┌────────
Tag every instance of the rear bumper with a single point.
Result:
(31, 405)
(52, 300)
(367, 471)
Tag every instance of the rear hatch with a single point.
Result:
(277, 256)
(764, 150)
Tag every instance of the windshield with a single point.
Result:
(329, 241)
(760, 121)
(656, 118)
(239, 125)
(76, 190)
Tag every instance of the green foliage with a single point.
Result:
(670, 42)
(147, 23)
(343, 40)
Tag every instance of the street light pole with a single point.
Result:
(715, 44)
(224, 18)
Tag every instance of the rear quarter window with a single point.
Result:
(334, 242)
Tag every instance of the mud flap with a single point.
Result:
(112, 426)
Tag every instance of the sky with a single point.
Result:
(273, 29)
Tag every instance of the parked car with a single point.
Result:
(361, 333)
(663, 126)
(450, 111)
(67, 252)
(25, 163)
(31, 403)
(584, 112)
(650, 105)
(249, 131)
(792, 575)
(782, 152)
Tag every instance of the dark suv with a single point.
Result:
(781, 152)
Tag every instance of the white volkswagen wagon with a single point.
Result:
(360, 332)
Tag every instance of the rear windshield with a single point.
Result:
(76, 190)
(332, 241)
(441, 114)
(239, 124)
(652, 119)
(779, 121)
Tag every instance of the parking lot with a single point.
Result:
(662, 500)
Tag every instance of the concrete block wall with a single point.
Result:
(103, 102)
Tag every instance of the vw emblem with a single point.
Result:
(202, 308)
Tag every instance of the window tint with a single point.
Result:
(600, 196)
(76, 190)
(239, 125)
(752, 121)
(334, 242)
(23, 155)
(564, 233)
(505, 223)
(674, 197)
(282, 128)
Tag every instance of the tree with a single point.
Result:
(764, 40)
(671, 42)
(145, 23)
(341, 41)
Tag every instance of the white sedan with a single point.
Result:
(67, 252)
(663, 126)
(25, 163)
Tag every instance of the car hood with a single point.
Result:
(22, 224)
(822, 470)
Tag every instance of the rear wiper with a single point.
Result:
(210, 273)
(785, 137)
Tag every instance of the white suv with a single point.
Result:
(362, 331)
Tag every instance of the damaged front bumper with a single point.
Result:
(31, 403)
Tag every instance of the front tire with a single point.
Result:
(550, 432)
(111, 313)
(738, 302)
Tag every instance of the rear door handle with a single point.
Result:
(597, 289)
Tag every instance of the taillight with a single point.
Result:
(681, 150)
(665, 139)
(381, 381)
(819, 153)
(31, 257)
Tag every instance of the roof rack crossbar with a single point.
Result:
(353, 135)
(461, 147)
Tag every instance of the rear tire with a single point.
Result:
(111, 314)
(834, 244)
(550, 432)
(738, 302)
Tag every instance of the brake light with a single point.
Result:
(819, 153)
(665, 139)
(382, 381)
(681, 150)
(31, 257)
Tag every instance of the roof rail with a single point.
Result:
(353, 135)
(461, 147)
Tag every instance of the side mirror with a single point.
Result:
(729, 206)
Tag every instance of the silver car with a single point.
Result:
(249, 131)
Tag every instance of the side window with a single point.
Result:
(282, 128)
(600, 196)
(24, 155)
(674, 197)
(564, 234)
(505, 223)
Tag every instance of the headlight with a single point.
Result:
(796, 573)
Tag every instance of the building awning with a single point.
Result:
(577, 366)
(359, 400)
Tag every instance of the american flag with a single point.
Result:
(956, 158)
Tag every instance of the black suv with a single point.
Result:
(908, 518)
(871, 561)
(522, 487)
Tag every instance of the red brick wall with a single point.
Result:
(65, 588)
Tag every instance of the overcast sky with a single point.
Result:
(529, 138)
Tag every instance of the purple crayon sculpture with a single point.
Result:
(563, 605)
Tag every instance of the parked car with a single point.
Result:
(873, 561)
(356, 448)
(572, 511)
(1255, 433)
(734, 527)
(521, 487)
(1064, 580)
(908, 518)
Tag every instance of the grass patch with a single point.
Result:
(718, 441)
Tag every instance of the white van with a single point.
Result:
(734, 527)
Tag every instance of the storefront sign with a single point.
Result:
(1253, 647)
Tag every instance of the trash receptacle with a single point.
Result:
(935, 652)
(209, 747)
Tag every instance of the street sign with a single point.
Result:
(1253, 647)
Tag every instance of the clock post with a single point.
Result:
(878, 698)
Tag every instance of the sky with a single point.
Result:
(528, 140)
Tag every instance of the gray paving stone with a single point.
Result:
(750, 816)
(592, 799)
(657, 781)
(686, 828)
└────────
Render every item above as a two-column CSV with the headers instruction and response, one row per item. Put each item's text and its answer in their own quoted fields, with any line breaks replaced by spaces.

• WRITTEN ANSWER:
instruction,response
"Tag every instance of the rear bumper with a single point. Result:","(31, 405) (52, 300) (367, 471)"
"Tag every instance of the rear hatch with a single point. Result:","(277, 256) (764, 150)"
"Tag every instance of the windshield with a single point. Result:","(329, 241) (760, 121) (656, 118) (239, 125) (76, 190)"
"Tag every instance of the green foliage with a single point. Result:","(670, 42) (147, 23) (343, 40)"
"Tag every instance of the street light pole with a single point. Result:","(715, 44) (224, 18)"
"Tag every instance of the rear quarter window with a single point. Result:","(334, 242)"
"Tag every instance of the mud flap with a single point. Result:","(112, 426)"
"Tag every instance of the sky with a single point. Result:","(273, 29)"
"Tag every instance of the parked car with a single point. Result:","(361, 333) (663, 126) (450, 111) (67, 252) (25, 163) (31, 403) (584, 112) (650, 105) (249, 131) (792, 575) (782, 152)"
"Tag every instance of the dark suv with a single point. Result:","(781, 152)"
"Tag every instance of the white volkswagen wagon with a single point. Result:","(360, 332)"
"Tag every instance of the rear windshield with a single point. Result:","(76, 190) (332, 241) (441, 114) (239, 124) (652, 119) (779, 121)"
"Tag every instance of the parking lot with a single point. Result:","(662, 500)"
"Tag every instance of the concrete block wall with a single point. Result:","(103, 102)"
"Tag every instance of the vw emblem with a single point. Result:","(202, 308)"
"Tag every instance of the window tint with a single point. Result:","(600, 196) (76, 190) (239, 125) (752, 121) (334, 242) (23, 155) (564, 233) (505, 223) (674, 197) (282, 128)"
"Tag every instance of the tree with a single point. Result:","(764, 40) (671, 42) (145, 23) (341, 41)"
"Tag every instance of the white sedan with a single point. Result:","(67, 252) (663, 126) (25, 163)"
"Tag every instance of the car hood with a single point. Result:","(22, 224) (822, 470)"
"Tag every instance of the rear wiper with a single point. Result:","(210, 273) (785, 137)"
"Tag every instance of the white suv with a single point. Result:","(362, 331)"
"Tag every instance of the damaged front bumper with a single point. Result:","(31, 403)"
"Tag every instance of the front tire with a single point. Result:","(550, 432) (111, 313) (738, 302)"
"Tag every instance of the rear door handle with a single point. Result:","(597, 289)"
"Tag every instance of the taillight with a single point. Result:","(681, 150) (665, 139) (381, 381) (819, 153) (31, 257)"
"Tag every instance of the roof rack crossbar with a single point. Result:","(353, 135) (461, 147)"
"Tag every instance of the rear tire with a single point. Result:","(111, 314) (834, 244) (550, 432) (738, 302)"
"Tag every instance of the brake light with a single point. Result:","(819, 153) (665, 139) (382, 381) (681, 150) (31, 257)"
"Tag every instance of the roof rail with a single point. Result:","(353, 135) (461, 147)"
"Tag every instance of the side mirror with a single point. Result:","(729, 206)"
"Tag every instance of the silver car with a single point. Result:","(249, 131)"
"Tag every instance of the side window with a single point. Result:","(282, 128) (600, 196) (24, 155) (674, 197) (564, 234) (505, 223)"
"Tag every instance of the headlight with a single point. Result:","(796, 573)"
"Tag every instance of the building awning with a single point. Result:","(577, 366) (359, 400)"
"Tag every instance of the american flag with a single point. Result:","(956, 158)"
"Tag every instance of the black suv with a single point. Result:","(908, 518) (871, 561) (522, 487)"
"Tag every instance of the red brick wall with a single point. Result:","(65, 588)"
"Tag every instance of the overcast sky with a single point. Result:","(529, 138)"
"Tag every instance of the purple crayon sculpture with a single point. Result:","(563, 605)"
"Tag every instance of the parked car with a single point. Result:","(873, 561) (356, 448) (572, 511) (1255, 433) (734, 527) (521, 487) (1064, 580) (908, 518)"
"Tag every instance of the grass patch with a single point. Result:","(718, 441)"
"Tag every instance of the white van with a single point. Result:","(734, 527)"
"Tag every instance of the storefront sign with a single point. Result:","(1253, 647)"
"Tag every instance of the trash receptacle with a single point. Result:","(935, 652) (209, 747)"
"Tag every instance of the street sign with a single point. Result:","(1253, 647)"
"Tag every instance of the clock post with a single point. Result:","(878, 698)"
"Tag every instance of the sky with a single point. Result:","(528, 140)"
"Tag every instance of the gray paving stone with a single point. Result:","(750, 816) (592, 799) (657, 781) (686, 828)"